DATASET EXTRACT:
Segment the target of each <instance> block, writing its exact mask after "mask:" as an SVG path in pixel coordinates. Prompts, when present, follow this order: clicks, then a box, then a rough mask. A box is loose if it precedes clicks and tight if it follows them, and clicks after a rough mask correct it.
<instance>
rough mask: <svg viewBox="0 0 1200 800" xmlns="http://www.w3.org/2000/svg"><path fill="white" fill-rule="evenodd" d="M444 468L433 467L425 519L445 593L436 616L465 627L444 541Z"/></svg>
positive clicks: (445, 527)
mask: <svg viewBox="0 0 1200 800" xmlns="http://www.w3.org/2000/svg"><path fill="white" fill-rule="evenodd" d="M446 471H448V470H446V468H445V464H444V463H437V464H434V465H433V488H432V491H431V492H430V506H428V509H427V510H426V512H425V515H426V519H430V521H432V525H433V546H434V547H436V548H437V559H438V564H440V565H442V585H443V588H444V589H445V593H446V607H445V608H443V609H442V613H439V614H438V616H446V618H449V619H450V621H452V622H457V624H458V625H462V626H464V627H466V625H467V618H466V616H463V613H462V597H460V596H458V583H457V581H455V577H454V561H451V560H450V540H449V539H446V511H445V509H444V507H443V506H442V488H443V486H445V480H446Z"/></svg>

WORK TO COMPLETE:
Reproduce every line of the records above verbatim, without altering or omitting anything.

TASK OUTPUT:
Segment the target of each <instance> block, writing its exact mask after "mask:" as an SVG path in pixel coordinates. Prompts, when present, follow this order: clicks, then a box, then a rough mask. A box is loose if it precedes clicks and tight if it follows them, and clicks after a rough mask correct it.
<instance>
rough mask: <svg viewBox="0 0 1200 800" xmlns="http://www.w3.org/2000/svg"><path fill="white" fill-rule="evenodd" d="M444 468L433 467L425 519L445 593L436 616L465 627L444 541Z"/></svg>
positive clicks: (445, 527)
mask: <svg viewBox="0 0 1200 800" xmlns="http://www.w3.org/2000/svg"><path fill="white" fill-rule="evenodd" d="M446 471H448V470H446V468H445V464H444V463H437V464H434V465H433V488H432V491H431V492H430V506H428V509H427V510H426V512H425V515H426V519H430V521H432V525H433V546H434V547H436V548H437V559H438V564H440V565H442V585H443V588H444V589H445V593H446V607H445V608H443V609H442V613H439V614H438V616H446V618H449V619H450V621H452V622H457V624H458V625H462V626H464V627H466V625H467V618H466V616H463V613H462V597H460V596H458V583H457V581H455V577H454V561H451V560H450V540H449V539H446V511H445V509H444V507H443V506H442V488H443V486H445V480H446Z"/></svg>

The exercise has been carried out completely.